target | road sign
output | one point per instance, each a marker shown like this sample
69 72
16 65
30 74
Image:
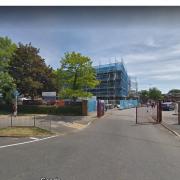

* [WHAT TO WORK ON]: Reproduce the material above line for line, without changing anything. Leave out the picture.

* [EXERCISE OUTPUT]:
target | road sign
output | one point per instance, each a marker shown like this sample
69 72
16 65
30 74
Image:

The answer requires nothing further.